# Working data:
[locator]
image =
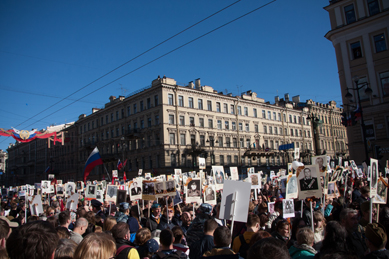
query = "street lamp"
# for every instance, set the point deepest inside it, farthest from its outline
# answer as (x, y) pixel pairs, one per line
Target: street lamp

# Exercise prompt:
Every entry above is to be repeated word for word, with all pictures omitted.

# Response:
[locator]
image =
query = "street lamp"
# for every instance, set the point deepest inside it, farthest from its outline
# answer as (x, y) pixel pairs, one per line
Target: street lamp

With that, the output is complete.